Provided records:
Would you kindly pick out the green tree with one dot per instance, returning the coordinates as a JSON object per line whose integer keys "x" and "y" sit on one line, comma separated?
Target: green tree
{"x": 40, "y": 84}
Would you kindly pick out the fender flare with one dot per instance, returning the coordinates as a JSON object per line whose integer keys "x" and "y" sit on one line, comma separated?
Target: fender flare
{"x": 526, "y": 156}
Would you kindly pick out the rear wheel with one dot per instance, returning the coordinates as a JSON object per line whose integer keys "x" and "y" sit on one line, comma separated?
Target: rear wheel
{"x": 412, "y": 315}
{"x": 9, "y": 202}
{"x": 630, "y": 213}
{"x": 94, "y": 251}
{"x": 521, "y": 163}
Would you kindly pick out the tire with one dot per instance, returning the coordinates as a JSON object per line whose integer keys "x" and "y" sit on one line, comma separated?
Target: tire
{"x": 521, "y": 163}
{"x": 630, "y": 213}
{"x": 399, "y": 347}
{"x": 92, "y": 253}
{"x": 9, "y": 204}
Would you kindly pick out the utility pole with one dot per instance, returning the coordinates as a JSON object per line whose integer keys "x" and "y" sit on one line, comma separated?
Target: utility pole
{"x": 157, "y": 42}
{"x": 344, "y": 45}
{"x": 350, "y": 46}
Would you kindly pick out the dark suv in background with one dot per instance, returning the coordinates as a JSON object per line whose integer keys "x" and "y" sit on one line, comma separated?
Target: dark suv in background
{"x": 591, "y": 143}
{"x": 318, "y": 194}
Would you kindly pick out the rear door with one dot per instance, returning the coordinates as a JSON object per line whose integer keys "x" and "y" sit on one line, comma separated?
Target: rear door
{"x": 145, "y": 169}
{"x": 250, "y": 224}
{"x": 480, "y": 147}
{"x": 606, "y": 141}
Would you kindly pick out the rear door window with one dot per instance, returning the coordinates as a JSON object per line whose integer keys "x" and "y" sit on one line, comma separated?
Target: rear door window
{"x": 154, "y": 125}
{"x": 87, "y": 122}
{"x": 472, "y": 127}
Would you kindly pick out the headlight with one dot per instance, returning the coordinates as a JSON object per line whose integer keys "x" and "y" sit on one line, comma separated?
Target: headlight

Requirement:
Your answer should be the full set of records, printed exactly.

Output:
Would you kindly pick out the green tree with one dot per instance, returning the coordinates as a JSON object per line whose integer keys "x" and "y" sit on one line, comma separated?
Target: green tree
{"x": 40, "y": 84}
Would you kindly pick out the fender flare with one dot per instance, returning the coordinates as a JSON object per line whose integer keys "x" and "y" sit on one line, comma separated?
Target: fender flare
{"x": 526, "y": 156}
Would you kindly pick out the rear wheel with one dot per instance, returning the coordinates as a JSON object per line whose integer keys "x" and "y" sit on one line, comma separated?
Target: rear wheel
{"x": 412, "y": 315}
{"x": 9, "y": 202}
{"x": 630, "y": 213}
{"x": 94, "y": 251}
{"x": 521, "y": 163}
Would you kindly pick out the tire with one dot per instance, returning the coordinates as a JSON object per line whose integer keys "x" and "y" sit on one line, comma separated?
Target: tire
{"x": 521, "y": 163}
{"x": 630, "y": 213}
{"x": 399, "y": 347}
{"x": 92, "y": 253}
{"x": 9, "y": 204}
Would you kindly pick out the utility pole with one dot per instance, returning the coordinates as a JSON object per line whose integer keys "x" and "y" sit on one line, comma separated?
Target: utility pole
{"x": 157, "y": 42}
{"x": 344, "y": 45}
{"x": 350, "y": 46}
Would you kindly pick out the dark suv in background with one dot per instance, returning the coordinates as a JSON object per line whose integer keys "x" and "y" sit on one line, comma separated?
Target: dark suv in background
{"x": 591, "y": 143}
{"x": 318, "y": 194}
Would you kindly pick out the rear door with one dot per instance, returning the coordinates as a JSON object per line whose integer keys "x" and "y" sit on one line, comma separated?
Target: rear door
{"x": 145, "y": 169}
{"x": 250, "y": 224}
{"x": 480, "y": 147}
{"x": 606, "y": 141}
Would you kindly pick out the rear door window with one dot per instance, returning the coordinates as a JSON object per line whose integer keys "x" and "y" sit on one line, comma separated?
Target: rear door window
{"x": 154, "y": 125}
{"x": 87, "y": 122}
{"x": 472, "y": 127}
Would you kindly pick out the headlight with one dot per instance, returning the coordinates as a JSON object per line whose integer keys "x" and "y" sit on one line, comma separated?
Target: headlight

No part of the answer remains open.